**Stated task A**.
Copy out the text below about journalists' access to accident and crime scenes, word for word and in full.

**Provided text**.
□ □ □ □ □

What follows is some information to consider when you see a reporter or photographer out trying to do his or her job. Access to an accident / crime, etc. Journalists have a right of access to accident and crime scenes.
What follows is some information to consider when you see a reporter or photographer out trying to do his or her job.
Access to an
accident / crime, etc.
Journalists have a right of access to accident and crime scenes. Obviously to be avoided are situations in which a journalist, through clumsiness or craft, “conceals or destroys evidence of the crime, or tampers with a witness, informant, document, or other source of information, regardless of its admissibility in evidence.” Similarly, a journalist reporting on the scene must not be the one who inadvertently “warns the [criminal] of impending discovery or apprehension.” Unfortunately, this concern is all too real. In 1993 a reporter who asked for directions to the roadblock outside the Branch Davidian compound near Waco, Texas, unintentionally warned lookouts that federal agents were on their way. A tragic gunfight ensued. Finally, reporters must conduct themselves at scenes so as not to provide, inadvertently or not, “a weapon, transportation, disguise, or other means of avoiding apprehension or effecting escape.”

□ □ □ □ □

**Material**.
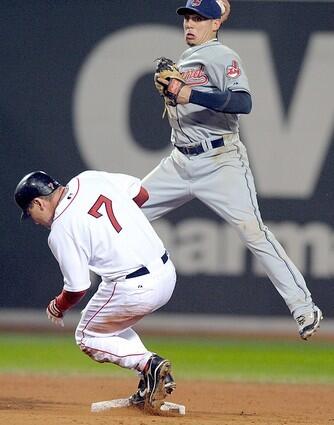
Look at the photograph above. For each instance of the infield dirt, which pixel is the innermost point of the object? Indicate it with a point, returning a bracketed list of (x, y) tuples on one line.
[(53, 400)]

□ □ □ □ □

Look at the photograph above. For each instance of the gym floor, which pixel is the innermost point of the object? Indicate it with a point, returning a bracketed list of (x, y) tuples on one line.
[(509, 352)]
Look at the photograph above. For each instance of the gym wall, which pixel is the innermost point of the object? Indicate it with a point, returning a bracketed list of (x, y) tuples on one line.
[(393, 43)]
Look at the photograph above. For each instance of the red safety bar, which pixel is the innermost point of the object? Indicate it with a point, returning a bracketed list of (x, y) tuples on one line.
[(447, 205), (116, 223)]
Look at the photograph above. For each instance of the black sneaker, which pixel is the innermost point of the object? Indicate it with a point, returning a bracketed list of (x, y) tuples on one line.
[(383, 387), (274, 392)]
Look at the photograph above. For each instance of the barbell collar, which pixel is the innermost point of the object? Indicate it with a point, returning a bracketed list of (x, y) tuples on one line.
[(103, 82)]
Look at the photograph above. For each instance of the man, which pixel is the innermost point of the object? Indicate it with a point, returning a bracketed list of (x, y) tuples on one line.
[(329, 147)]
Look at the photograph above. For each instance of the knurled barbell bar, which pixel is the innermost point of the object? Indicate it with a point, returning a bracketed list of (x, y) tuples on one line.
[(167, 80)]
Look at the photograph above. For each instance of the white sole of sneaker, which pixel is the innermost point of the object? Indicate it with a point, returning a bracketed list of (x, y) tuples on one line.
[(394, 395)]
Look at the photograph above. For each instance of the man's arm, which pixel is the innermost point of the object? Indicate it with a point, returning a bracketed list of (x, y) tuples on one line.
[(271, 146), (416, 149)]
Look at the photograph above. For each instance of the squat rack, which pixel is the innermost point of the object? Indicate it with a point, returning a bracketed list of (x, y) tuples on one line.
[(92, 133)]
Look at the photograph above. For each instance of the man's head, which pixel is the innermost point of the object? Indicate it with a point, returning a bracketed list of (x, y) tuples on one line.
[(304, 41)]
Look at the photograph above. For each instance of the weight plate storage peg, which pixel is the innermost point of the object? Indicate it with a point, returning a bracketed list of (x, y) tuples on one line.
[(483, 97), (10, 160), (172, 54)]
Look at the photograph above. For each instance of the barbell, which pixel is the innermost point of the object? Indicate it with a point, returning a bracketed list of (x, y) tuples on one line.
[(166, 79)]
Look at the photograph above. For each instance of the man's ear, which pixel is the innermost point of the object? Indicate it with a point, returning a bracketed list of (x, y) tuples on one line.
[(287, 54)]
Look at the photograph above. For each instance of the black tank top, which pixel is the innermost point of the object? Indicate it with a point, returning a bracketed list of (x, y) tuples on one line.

□ □ □ □ □

**Stated task B**.
How many lines of the records contain the string "knurled", with case counting? Give only the number.

**Output A**.
What follows is some information to consider when you see a reporter or photographer out trying to do his or her job. Access to an accident / crime, etc. Journalists have a right of access to accident and crime scenes.
What follows is some information to consider when you see a reporter or photographer out trying to do his or her job.
Access to an
accident / crime, etc.
Journalists have a right of access to accident and crime scenes. Obviously to be avoided are situations in which a journalist, through clumsiness or craft, “conceals or destroys evidence of the crime, or tampers with a witness, informant, document, or other source of information, regardless of its admissibility in evidence.” Similarly, a journalist reporting on the scene must not be the one who inadvertently “warns the [criminal] of impending discovery or apprehension.” Unfortunately, this concern is all too real. In 1993 a reporter who asked for directions to the roadblock outside the Branch Davidian compound near Waco, Texas, unintentionally warned lookouts that federal agents were on their way. A tragic gunfight ensued. Finally, reporters must conduct themselves at scenes so as not to provide, inadvertently or not, “a weapon, transportation, disguise, or other means of avoiding apprehension or effecting escape.”

**Output B**.
1